:: SELECTION ::

Now, before we go to the detail on audit procedures of fixed assets, it is good to start with the overview of fixed assets including the relevance standard with deal with, the control, assertion, and the risks that might be happened to fixed assets.

Fixed assets are the long term assets that record in the balance sheet and showing balance at the end of the reporting date. Fixed assets are non-current assets that have a useful life for more than one year.

Fixed assets are not recognized as expenses in the income statement at the time of purchasing but it is recognized as expenses when the entity uses them.

Fixed assets are normally large if we compare to other assets like current assets. And they are generally considered as sensitive areas from the audit perspective.

The auditor in charge of these areas should be the one that has experiences and knowledge enough otherwise the detection or audit risks might be increasing.

Understanding Control:

Auditors should obtain the key control on how the entity manages and control its fixed assets. The better auditors understand internal control over fixed assets, the better the auditor tailors the procedures and implement the procedures.

There are many key areas that they should consider reviewing. Those including CAPEX budget preparation, and authorization.

The procurement procedures from suppliers finding process into receiving assets as well as making payments. These controls are critical for auditors. If the controls here are not strong, then the quality of financial reporting related to fixed assets is also questionable.

One auditor obtains and updates their understanding of the key internal control, then they should validate the control by testing the key process and control that mater to financial statements.  The procedure should be tailor after validation of the control.


Fixed assets are the accounting balance that reports and present in the balance sheet and the assertion used to prepare and report these items are not much different from other balance sheet items. The audit procedures should sufficient enough to address all of these assertions.

  • Existence: There are the risks that fixed assets that report in the balance sheet might not exist. To ensure this, the auditor should consider performing the physical observation as well as joining the physical observation.
  • Completeness: this assertion concern the completeness of fixed assets that record in the balance sheet, as well as fixed assets listing. If the fixed assets are not completely records, understatement is likely to happen.
  • Valuation assertion concern about the net present value of the reported fixed assets. These including the cost that entity include or exclude from the cost of capitalization as well as recoverability of fixed assets compared to its net book value. There are the risks of overstatement of fixed assets for certain assets that significantly affected by technology.
  • Cuff off is the income statement assertion, but it is like the balance sheet assertion. For example, if the fixed assets that purchase before and after the reporting date are not correctly cut off then the fixed asset amount that reports in financial statements also not correct.
  • Classification: This assertion concerning the classification between fixed assets and current assets as well as the items among the fixed assets. For example, repair and maintenance might be included in the capital expenditure.
  • Disclosure: This assertion concern the disclosure of important information that matters to the users of financial statements. Those include the accounting policy, significant purchase, as well as disposal.

:: PROBLEMS TO WORK ON ::
• a. According to the text on auditing fixed assets, when are fixed assets recognized as expenses in the income statement?
• b. Quote the text on auditing fixed assets from "Fixed assets are the long" up to and including "the audit perspective.".

:: DATA PROVIDED ::
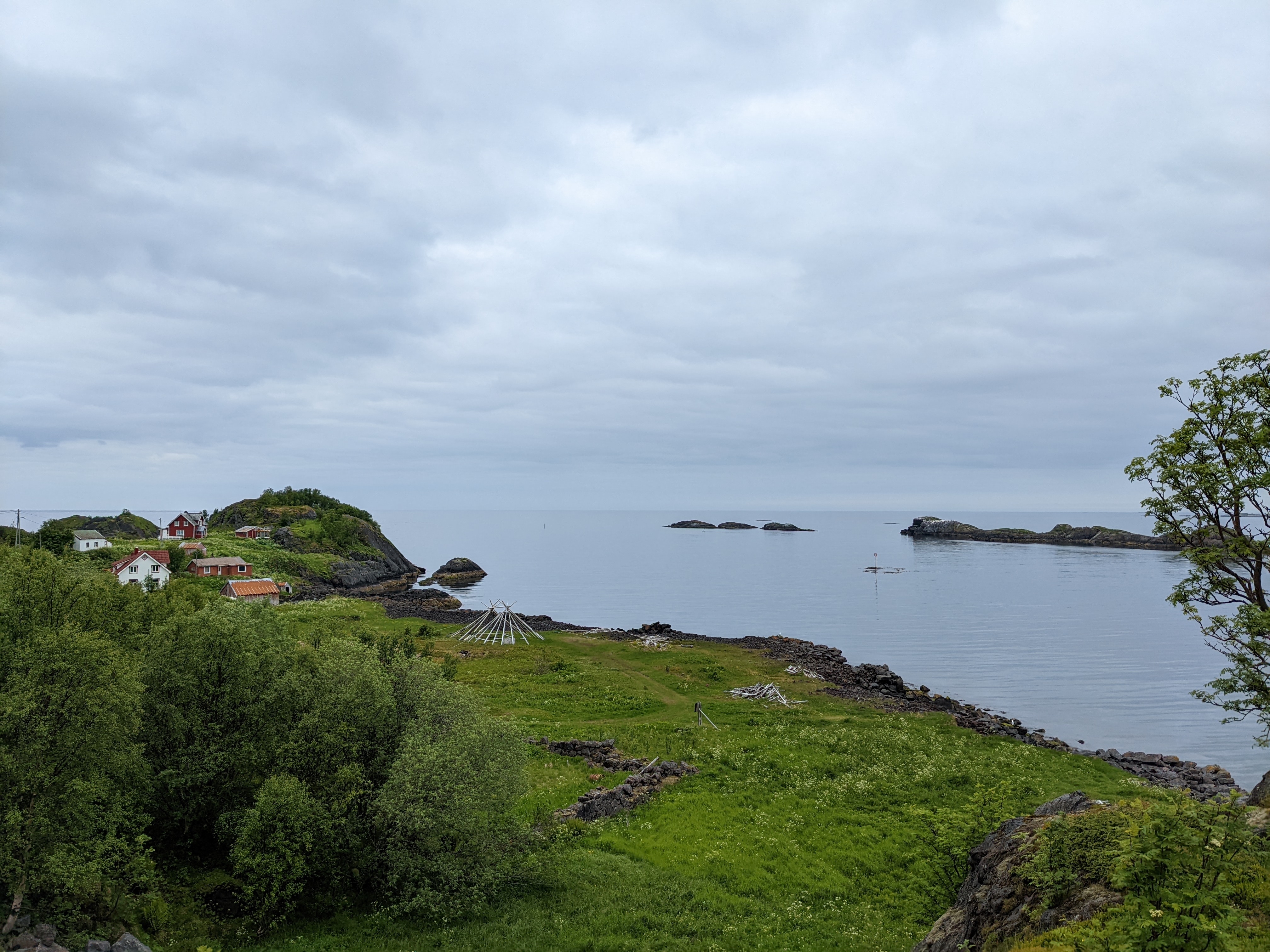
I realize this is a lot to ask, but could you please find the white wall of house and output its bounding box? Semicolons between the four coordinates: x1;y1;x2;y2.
119;555;171;589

:: RESULTS ::
• a. When the entity uses them.

• b.
Fixed assets are the long term assets that record in the balance sheet and showing balance at the end of the reporting date. Fixed assets are non-current assets that have a useful life for more than one year.

Fixed assets are not recognized as expenses in the income statement at the time of purchasing but it is recognized as expenses when the entity uses them.

Fixed assets are normally large if we compare to other assets like current assets. And they are generally considered as sensitive areas from the audit perspective.